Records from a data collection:
****

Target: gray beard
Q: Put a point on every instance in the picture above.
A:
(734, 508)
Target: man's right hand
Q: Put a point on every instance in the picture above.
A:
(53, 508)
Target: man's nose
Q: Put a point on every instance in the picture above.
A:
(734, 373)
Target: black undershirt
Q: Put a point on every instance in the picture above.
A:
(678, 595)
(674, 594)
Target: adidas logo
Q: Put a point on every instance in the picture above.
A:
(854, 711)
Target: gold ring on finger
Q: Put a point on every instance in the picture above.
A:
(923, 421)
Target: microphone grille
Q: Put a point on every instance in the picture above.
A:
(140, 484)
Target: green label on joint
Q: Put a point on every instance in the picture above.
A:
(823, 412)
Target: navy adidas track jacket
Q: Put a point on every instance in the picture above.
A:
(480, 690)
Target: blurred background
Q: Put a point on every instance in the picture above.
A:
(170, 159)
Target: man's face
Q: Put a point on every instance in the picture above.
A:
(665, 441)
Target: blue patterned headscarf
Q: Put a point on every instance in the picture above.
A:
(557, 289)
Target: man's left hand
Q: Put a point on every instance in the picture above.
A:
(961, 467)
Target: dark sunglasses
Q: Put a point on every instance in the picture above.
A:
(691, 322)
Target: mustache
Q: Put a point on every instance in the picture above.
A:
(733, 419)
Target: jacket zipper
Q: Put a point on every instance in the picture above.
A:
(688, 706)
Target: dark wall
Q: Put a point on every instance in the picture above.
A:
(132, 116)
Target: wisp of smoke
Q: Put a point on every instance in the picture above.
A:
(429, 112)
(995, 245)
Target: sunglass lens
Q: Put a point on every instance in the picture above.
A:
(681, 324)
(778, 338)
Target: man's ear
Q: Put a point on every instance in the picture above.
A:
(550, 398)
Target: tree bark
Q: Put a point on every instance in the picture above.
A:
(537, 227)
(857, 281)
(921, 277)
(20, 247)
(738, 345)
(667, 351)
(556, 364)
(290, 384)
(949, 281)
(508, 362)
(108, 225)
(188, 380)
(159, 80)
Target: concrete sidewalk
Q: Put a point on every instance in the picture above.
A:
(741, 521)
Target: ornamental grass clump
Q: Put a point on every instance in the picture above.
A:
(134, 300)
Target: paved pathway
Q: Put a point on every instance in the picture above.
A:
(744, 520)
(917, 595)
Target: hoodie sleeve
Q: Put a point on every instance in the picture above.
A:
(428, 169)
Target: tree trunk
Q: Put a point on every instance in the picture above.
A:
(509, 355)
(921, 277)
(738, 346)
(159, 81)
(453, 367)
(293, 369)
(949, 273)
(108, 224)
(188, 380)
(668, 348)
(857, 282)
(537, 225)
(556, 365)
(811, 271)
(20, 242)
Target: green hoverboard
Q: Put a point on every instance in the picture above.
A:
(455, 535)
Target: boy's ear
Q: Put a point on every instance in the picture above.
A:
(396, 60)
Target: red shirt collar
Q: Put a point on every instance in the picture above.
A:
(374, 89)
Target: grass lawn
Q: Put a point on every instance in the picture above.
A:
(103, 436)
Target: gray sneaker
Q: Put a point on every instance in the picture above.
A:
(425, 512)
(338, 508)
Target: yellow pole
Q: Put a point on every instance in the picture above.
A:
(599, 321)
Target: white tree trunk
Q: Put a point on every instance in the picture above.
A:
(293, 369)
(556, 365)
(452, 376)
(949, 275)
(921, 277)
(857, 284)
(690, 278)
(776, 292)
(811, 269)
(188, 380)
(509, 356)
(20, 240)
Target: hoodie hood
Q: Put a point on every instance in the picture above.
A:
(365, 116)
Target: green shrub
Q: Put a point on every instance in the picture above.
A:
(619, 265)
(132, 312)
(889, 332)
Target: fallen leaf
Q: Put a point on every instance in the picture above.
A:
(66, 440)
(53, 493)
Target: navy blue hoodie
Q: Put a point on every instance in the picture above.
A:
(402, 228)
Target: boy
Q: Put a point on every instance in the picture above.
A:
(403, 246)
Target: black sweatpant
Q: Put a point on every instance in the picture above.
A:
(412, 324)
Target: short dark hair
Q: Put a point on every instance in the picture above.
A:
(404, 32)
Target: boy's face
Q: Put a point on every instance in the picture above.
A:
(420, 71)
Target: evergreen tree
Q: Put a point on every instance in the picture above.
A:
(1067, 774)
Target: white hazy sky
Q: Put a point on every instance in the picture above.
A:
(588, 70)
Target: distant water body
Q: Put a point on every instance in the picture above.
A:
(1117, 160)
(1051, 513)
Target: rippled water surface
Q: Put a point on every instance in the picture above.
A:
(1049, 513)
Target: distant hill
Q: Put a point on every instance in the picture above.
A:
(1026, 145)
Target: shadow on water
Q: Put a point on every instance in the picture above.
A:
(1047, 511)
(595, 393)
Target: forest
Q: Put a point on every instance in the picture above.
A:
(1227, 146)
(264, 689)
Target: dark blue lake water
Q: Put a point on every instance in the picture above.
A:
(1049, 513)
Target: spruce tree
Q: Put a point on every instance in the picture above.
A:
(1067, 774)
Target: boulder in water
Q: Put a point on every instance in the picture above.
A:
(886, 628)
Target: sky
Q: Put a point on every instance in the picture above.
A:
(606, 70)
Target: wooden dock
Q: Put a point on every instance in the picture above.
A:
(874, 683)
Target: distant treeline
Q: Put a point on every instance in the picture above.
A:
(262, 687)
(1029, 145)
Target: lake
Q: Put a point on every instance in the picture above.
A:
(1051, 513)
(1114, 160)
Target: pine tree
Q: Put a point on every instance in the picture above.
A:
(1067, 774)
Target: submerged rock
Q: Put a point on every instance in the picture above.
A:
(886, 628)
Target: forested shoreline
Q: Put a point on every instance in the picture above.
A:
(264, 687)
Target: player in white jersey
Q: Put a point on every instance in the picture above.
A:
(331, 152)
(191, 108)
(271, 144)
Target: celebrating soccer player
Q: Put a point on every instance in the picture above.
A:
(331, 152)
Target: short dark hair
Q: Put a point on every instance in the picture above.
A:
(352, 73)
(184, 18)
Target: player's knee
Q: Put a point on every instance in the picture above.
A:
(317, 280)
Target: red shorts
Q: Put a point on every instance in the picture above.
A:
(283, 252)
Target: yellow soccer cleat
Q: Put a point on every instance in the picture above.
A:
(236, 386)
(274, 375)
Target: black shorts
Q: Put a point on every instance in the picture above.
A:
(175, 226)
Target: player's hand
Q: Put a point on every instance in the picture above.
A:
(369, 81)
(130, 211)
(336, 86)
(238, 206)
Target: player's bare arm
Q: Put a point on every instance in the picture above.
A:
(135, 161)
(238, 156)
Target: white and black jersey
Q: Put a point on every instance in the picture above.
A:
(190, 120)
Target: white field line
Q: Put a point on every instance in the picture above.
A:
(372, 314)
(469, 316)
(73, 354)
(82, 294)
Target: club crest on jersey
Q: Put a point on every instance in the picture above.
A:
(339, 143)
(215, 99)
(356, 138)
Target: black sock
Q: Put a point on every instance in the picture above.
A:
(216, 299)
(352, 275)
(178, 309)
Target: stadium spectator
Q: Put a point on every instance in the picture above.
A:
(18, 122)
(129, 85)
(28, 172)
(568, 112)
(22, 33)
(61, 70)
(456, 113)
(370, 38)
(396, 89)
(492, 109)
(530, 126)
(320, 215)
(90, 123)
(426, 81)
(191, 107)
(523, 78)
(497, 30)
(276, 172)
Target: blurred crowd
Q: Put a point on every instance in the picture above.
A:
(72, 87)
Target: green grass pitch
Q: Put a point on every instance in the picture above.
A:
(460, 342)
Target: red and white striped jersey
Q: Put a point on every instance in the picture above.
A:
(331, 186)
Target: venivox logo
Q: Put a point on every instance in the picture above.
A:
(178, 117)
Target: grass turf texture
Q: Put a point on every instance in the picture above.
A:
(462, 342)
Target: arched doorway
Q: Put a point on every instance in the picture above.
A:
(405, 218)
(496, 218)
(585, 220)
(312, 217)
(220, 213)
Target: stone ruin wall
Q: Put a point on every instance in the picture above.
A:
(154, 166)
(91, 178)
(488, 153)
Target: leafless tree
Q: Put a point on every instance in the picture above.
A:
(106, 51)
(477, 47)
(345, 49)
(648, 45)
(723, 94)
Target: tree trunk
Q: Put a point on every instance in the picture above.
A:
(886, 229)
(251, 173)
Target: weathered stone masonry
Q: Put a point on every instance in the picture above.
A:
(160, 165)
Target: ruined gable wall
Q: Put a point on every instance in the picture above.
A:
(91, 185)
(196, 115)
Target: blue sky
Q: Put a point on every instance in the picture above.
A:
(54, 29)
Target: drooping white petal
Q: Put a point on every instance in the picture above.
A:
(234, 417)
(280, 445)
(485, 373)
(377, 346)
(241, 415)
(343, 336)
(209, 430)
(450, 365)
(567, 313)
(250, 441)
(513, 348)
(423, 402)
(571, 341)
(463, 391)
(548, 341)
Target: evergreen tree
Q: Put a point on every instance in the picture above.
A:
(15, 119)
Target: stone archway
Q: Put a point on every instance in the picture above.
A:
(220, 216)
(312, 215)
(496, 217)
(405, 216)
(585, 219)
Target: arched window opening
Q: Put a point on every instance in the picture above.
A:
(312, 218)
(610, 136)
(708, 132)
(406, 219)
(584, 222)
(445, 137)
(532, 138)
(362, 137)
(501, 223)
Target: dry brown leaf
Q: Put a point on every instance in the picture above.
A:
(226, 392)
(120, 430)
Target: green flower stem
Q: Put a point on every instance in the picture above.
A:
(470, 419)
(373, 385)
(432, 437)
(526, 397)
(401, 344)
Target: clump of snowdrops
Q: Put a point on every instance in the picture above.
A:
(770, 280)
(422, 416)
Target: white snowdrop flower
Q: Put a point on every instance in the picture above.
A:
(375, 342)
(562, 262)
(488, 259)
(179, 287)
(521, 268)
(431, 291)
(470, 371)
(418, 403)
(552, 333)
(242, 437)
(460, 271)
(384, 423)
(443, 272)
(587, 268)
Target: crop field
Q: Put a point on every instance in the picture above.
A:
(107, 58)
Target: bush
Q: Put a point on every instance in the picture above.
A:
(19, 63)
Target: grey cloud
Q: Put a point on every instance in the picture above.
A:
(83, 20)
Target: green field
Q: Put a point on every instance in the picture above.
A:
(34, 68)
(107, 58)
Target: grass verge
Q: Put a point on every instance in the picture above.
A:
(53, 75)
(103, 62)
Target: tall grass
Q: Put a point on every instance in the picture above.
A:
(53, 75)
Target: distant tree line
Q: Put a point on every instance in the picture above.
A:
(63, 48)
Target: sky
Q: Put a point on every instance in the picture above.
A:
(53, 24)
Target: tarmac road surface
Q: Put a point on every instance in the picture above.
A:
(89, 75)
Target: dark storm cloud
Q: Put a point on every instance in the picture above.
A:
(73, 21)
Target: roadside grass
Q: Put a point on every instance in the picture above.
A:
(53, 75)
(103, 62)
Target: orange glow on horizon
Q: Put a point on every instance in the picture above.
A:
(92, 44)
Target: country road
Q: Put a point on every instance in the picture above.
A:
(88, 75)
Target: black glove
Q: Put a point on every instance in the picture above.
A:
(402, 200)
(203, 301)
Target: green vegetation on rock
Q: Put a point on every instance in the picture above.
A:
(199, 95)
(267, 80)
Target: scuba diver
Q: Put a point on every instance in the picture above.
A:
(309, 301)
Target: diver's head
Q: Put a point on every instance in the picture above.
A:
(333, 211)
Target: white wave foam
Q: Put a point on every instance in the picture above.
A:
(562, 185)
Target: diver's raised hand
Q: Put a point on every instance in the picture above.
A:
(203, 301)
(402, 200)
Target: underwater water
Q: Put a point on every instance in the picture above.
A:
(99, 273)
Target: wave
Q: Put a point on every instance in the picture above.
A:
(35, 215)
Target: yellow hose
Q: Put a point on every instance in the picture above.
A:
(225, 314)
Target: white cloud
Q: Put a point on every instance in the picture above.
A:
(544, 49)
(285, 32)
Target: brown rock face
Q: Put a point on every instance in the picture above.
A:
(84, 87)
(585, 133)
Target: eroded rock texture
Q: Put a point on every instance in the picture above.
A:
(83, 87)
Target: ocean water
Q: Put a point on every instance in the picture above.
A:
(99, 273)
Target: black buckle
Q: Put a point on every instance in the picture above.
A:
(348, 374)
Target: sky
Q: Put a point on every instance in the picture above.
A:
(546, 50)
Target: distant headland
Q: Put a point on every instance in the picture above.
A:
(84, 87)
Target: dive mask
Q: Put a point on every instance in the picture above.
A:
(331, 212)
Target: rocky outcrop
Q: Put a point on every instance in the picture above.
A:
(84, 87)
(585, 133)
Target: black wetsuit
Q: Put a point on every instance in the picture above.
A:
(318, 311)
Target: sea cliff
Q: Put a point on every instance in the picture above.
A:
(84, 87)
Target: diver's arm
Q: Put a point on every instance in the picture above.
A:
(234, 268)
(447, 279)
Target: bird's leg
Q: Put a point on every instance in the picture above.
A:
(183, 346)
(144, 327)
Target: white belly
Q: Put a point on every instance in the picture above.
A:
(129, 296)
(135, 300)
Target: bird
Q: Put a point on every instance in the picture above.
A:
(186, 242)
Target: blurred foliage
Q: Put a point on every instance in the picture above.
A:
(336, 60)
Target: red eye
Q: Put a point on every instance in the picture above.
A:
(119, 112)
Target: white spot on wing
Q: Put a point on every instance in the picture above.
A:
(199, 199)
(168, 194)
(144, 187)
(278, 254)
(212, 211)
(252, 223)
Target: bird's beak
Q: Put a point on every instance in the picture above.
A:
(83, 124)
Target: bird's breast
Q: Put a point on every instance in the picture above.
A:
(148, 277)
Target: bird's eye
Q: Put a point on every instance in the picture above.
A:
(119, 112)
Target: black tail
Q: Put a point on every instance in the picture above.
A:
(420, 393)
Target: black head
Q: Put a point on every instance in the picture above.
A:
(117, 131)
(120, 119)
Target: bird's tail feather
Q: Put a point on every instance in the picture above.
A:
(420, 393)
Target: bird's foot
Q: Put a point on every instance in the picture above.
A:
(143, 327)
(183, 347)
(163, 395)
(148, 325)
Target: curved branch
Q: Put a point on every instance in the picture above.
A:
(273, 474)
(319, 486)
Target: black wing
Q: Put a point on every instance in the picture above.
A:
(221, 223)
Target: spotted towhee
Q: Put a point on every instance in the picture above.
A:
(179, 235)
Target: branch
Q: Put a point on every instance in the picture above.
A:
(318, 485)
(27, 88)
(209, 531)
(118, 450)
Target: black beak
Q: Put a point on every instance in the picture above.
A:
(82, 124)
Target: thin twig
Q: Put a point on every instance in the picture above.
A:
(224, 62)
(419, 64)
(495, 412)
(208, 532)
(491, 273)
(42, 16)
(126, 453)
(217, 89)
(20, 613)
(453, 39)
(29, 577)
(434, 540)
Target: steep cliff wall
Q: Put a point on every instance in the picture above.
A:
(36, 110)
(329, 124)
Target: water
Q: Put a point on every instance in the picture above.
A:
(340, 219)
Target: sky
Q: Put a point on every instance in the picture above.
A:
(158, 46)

****

▶ **REQUIRED ACTION**
The output must consist solely of the lines from the first line of the records through the line containing "Target: black undershirt", reproduced exactly.

▶ **SOLUTION FOR THIS TASK**
Target: gray beard
Q: Put a point on every instance in the picture above.
A:
(734, 508)
Target: man's right hand
Q: Put a point on every instance in the picture above.
A:
(53, 508)
Target: man's nose
Q: Put a point on every instance in the picture above.
A:
(734, 373)
Target: black undershirt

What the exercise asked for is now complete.